Article:
Constructing an Open Table Campaign for D&D 5e part 1

Spoiler Alert: If you are a player in the open table games you should not read this if you do not wish to spoil any sense of suspense, or to lesson the enjoyment of revelation during exploration.
You have been warned.

This year I am creating a campaign for Dungeons and Dragons 5th edition that is designed for open table play. To understand what that means I suggest you peruse The Open Table Manifesto and later Public Open Table Basics.

Here I intend to show my development of that campaign and the items I produce to support play. When I’m finished I intend to package up the end result in a pdf available through my Patreon account for anyone that wants to use it themselves.

So here are the first things I have done.

Mapping The Play Area

I have created a hex grid blank that I can use for the hex crawl aspect of my game. You will note that this grid is designed to scale up and down with hexes inside hexes.

trianglegridbighexcoords

My base scale will be 10 miles to the hex and some hexes I intend to map internally at a detail of 1 mile per hex. Some of those I will map at 1/10 of a mile per hex (176 yards). Note that a cottage occupies roughly 10 by 10 yards, so you could fit a hamlet of 100 cottages into a single 1/10 mile hex. That means that some locations I may map down to 17 yards per hex, but more likely I will swap to a scale of 5 or 10 feet per grid element (hex or square) where it is useful to do so. Generally for cities and towns I draw loosely scaled mud maps, often without individual buildings or streets but rather precincts, main thoroughfares and the occasional special point of interest such as a market, smithy, tavern, inn, temple, knight’s keep, fort and so on.

For now I will focus on my 10 mile to the hex scale. At this scale I have decided that every hex will have an “encounter”, either a creature or a landmark, town, or “dungeon”.

Time

The player “home base” will be the central hex, making the edge of the larger hexagon about 2 days travel by road, which is enough for the campaign. I will be playing once a fortnight and each session will begin on the actual date of the session. Adventures generally wont be allowed to go over two weeks of in game time, so players will get back home with some days to spare before the start of the next session. I am going to use my rules for treasure sets so experience gained is flowed in to the character over time and the use of treasure found will be divided between lifestyle and upkeep, experience conversion and whatever other uses can be found for such wealth.

Seasons will be basically the same as we are experiencing when we play. Being in Queensland, Australia that means sweltering summers in January and cool, wet winters in July.

Setting Overview

My rough idea for the setting is that dragons dominate the landscape. Each dragon projects its presence in a 12 mile radius about its lair. The dragons have a culture and can build things but they prefer to get their food/slaves to do that for them. Dwarves have a thriving culture in mountains to the north but they are constantly under the eye of a red dragon that is always demanding tribute and occasionally extracting a “toll” from trade caravans that try to move south to the human towns.

The humans who have a more established civilisation far to the south have a frontier here that has to pay tithes to several green and black dragons in the region.

The elves once had an extensive empire across the region but it fell to the dragons centuries ago, and the elves remain cranky and conspiratorial in their arboreal homes. They dislike the dwarves and disrespect and mistrust the humans. Much of the ruins and “dungeons” are of elvish origin, though some are dwarvish and a very few are draconic.

Exercise: Copy the campaign post word for word between "The humans who" and "few are draconic.", inclusive. The listing has no connection to the campaign post.

Dataset excerpt:
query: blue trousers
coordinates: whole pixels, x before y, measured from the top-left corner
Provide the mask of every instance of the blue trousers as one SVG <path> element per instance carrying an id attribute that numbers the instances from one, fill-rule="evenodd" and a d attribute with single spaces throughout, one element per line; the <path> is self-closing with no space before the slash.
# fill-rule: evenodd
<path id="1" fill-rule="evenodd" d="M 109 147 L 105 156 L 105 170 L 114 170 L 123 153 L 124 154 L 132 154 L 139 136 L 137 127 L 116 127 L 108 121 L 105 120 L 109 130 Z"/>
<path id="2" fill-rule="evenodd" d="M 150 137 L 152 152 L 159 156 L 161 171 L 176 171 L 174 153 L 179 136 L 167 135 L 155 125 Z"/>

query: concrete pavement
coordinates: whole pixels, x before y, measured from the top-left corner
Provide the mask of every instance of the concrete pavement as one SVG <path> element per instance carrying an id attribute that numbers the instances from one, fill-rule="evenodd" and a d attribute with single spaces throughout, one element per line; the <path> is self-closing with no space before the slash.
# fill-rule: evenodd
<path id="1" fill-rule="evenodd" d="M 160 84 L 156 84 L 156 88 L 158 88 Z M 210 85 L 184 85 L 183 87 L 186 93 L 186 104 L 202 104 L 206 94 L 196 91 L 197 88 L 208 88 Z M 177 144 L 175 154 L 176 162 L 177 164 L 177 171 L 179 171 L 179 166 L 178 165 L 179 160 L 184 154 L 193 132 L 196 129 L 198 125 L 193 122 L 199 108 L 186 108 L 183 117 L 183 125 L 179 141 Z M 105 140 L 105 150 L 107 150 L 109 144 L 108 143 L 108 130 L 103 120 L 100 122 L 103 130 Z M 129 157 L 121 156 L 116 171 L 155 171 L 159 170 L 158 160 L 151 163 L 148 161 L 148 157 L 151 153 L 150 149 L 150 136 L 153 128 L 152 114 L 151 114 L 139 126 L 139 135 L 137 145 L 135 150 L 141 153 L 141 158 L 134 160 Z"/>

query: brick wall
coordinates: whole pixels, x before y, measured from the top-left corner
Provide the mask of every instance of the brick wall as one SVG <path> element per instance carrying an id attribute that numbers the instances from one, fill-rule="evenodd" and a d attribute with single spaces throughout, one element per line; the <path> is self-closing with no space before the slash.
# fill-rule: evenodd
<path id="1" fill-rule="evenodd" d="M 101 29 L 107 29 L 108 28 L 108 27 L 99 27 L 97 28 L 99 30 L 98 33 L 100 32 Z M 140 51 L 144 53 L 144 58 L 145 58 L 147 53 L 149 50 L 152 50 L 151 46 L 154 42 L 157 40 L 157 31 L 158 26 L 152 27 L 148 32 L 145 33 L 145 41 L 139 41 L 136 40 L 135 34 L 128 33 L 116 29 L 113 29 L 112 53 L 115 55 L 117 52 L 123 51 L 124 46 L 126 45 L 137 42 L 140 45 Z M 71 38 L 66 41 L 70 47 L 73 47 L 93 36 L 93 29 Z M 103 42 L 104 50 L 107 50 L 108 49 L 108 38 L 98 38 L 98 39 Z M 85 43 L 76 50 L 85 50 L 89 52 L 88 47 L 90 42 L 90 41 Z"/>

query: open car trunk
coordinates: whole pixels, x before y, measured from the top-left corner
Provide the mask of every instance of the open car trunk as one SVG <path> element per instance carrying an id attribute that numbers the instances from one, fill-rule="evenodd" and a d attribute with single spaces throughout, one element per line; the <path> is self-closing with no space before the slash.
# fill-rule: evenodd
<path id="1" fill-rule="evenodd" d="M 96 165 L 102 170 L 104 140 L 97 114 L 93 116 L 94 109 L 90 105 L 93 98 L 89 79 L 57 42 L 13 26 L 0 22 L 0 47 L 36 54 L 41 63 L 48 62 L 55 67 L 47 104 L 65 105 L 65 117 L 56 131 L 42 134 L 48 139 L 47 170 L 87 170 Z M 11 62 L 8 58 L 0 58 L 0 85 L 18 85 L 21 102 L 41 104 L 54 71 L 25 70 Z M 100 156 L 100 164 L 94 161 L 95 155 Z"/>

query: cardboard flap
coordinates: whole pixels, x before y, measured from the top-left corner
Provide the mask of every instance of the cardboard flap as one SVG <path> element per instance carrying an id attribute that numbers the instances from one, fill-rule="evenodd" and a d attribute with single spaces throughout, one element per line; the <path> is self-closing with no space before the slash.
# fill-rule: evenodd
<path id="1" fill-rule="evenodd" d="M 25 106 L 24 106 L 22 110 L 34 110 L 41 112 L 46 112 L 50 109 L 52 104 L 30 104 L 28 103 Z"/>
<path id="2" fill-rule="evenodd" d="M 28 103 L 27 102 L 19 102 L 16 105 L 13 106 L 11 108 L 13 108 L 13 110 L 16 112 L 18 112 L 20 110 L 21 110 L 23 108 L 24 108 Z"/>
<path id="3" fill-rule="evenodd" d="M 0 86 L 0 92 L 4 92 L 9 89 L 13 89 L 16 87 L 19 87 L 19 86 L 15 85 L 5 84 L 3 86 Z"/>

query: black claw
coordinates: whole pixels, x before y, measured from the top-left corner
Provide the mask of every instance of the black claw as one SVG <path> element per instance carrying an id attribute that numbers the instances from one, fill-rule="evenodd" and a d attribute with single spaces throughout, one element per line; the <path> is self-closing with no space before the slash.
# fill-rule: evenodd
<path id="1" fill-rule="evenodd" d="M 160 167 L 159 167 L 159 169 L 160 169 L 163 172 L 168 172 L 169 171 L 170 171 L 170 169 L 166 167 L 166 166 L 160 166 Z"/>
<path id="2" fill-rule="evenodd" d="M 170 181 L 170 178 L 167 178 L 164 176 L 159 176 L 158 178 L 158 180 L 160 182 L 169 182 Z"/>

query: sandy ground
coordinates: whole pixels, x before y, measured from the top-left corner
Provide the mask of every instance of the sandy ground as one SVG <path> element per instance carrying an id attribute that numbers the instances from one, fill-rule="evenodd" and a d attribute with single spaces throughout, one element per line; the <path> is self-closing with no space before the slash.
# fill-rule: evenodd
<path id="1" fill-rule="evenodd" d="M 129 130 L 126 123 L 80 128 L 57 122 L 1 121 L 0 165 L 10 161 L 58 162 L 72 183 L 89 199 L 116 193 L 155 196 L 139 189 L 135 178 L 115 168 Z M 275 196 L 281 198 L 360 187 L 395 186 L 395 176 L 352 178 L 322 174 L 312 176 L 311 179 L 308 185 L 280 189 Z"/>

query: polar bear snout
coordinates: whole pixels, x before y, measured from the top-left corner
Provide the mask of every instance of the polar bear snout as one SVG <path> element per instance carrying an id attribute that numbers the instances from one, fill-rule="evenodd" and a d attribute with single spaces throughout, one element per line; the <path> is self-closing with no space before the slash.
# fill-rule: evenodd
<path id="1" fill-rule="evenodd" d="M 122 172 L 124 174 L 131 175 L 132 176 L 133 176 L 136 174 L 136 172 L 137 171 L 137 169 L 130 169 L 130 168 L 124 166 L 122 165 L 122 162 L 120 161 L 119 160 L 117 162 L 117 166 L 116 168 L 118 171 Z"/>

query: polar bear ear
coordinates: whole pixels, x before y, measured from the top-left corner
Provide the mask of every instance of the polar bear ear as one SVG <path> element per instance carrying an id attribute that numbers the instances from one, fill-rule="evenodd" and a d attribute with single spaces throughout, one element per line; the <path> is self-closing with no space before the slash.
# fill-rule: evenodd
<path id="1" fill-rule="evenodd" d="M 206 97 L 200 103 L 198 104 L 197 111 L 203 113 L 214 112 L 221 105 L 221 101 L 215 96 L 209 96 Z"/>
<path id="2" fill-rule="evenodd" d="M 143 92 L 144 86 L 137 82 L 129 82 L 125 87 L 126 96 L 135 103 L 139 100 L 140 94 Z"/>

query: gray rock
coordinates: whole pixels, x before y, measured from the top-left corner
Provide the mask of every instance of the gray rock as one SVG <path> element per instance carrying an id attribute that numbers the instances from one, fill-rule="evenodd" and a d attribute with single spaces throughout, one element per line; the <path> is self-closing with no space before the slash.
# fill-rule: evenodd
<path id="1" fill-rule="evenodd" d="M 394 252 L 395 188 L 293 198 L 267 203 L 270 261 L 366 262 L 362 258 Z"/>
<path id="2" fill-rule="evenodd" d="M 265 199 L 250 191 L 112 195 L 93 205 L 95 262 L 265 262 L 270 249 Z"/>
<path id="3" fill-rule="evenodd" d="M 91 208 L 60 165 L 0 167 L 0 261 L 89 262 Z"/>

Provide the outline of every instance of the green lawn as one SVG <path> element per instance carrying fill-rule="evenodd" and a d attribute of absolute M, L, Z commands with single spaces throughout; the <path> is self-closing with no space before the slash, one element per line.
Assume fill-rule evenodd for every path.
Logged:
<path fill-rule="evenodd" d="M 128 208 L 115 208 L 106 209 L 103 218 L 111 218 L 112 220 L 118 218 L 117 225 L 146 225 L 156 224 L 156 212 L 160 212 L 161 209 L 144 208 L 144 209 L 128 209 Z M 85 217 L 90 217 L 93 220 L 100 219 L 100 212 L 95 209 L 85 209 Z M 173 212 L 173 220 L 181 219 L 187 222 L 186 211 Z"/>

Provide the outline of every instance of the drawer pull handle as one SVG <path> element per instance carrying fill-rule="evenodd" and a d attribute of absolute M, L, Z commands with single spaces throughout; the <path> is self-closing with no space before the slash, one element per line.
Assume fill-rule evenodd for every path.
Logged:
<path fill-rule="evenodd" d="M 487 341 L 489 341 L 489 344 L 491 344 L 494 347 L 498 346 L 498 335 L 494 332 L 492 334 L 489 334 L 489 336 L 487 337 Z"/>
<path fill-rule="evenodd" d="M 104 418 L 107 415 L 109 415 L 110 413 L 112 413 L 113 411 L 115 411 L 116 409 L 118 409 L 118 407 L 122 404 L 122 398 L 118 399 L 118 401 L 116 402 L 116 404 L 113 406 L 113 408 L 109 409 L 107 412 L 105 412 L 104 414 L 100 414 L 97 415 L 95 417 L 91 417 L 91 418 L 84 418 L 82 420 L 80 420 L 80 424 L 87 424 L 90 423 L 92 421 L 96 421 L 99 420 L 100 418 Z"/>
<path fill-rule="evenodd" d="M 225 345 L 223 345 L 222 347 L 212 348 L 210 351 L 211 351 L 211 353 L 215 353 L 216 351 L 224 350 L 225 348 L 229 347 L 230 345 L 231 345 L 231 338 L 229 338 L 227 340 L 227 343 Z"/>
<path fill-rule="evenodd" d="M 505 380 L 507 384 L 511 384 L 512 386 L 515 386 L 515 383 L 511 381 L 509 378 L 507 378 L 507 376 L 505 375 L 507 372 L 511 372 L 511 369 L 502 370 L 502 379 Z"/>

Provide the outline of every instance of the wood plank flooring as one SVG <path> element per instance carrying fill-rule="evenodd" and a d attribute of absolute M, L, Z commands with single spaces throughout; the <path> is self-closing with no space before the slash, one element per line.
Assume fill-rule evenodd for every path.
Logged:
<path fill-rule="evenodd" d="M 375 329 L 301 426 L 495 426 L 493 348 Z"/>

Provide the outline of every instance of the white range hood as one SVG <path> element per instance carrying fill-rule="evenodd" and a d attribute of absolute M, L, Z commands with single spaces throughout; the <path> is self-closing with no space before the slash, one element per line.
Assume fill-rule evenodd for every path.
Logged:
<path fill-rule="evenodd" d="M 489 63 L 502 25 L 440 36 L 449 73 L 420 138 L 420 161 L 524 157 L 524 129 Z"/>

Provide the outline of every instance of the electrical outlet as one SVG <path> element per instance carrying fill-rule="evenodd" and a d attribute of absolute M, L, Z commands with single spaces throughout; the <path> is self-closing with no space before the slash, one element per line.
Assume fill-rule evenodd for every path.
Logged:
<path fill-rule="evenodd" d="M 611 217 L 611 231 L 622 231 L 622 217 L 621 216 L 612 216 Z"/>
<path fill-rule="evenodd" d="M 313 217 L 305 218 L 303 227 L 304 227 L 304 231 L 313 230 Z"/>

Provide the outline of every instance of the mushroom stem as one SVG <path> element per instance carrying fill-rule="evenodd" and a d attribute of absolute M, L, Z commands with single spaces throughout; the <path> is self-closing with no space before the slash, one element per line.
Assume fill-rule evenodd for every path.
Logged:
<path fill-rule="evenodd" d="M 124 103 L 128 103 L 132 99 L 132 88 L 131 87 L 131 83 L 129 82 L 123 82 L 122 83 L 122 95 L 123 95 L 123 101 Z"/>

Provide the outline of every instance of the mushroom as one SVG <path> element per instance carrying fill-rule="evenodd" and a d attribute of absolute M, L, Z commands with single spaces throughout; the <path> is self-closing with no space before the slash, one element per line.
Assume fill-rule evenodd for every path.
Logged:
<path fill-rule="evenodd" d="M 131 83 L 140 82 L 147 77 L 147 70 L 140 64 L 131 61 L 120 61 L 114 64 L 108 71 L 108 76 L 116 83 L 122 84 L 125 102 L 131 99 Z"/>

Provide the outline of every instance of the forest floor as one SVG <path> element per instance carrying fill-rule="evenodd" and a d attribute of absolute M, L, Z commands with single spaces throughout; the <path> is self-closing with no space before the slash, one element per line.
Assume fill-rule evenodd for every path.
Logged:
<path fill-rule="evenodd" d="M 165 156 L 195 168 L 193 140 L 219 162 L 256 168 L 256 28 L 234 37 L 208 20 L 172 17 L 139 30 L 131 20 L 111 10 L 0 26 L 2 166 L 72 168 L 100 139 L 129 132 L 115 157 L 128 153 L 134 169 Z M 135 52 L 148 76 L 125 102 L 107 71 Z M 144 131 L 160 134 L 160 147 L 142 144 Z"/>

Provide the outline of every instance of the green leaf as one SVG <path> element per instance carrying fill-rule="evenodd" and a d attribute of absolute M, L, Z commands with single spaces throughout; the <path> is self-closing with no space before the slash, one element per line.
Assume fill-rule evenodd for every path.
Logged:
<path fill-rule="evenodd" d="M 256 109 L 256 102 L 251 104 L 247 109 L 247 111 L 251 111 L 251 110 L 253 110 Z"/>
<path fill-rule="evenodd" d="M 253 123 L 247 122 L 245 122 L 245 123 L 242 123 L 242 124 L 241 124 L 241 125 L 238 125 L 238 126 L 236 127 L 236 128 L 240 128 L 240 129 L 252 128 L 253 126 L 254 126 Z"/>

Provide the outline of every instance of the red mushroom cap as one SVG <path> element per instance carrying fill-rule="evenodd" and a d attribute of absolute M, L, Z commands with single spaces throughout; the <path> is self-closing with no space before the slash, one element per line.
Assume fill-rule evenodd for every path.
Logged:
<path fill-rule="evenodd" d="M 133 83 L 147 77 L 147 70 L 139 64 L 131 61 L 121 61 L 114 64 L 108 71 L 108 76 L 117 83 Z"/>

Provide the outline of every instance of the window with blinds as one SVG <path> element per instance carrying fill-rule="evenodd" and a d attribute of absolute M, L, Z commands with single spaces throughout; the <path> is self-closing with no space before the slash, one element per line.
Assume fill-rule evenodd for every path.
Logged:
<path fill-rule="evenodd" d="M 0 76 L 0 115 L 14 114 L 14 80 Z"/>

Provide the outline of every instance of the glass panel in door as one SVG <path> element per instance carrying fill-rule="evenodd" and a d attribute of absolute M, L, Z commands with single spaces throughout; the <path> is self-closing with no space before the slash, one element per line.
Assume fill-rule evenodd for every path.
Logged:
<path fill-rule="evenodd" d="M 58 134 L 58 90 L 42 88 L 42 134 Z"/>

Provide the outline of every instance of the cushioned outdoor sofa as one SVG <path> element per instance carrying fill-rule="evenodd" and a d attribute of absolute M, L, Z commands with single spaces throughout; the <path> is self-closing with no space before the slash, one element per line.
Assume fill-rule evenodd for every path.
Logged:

Response to this task:
The humans who have a more established civilisation far to the south have a frontier here that has to pay tithes to several green and black dragons in the region.

The elves once had an extensive empire across the region but it fell to the dragons centuries ago, and the elves remain cranky and conspiratorial in their arboreal homes. They dislike the dwarves and disrespect and mistrust the humans. Much of the ruins and “dungeons” are of elvish origin, though some are dwarvish and a very few are draconic.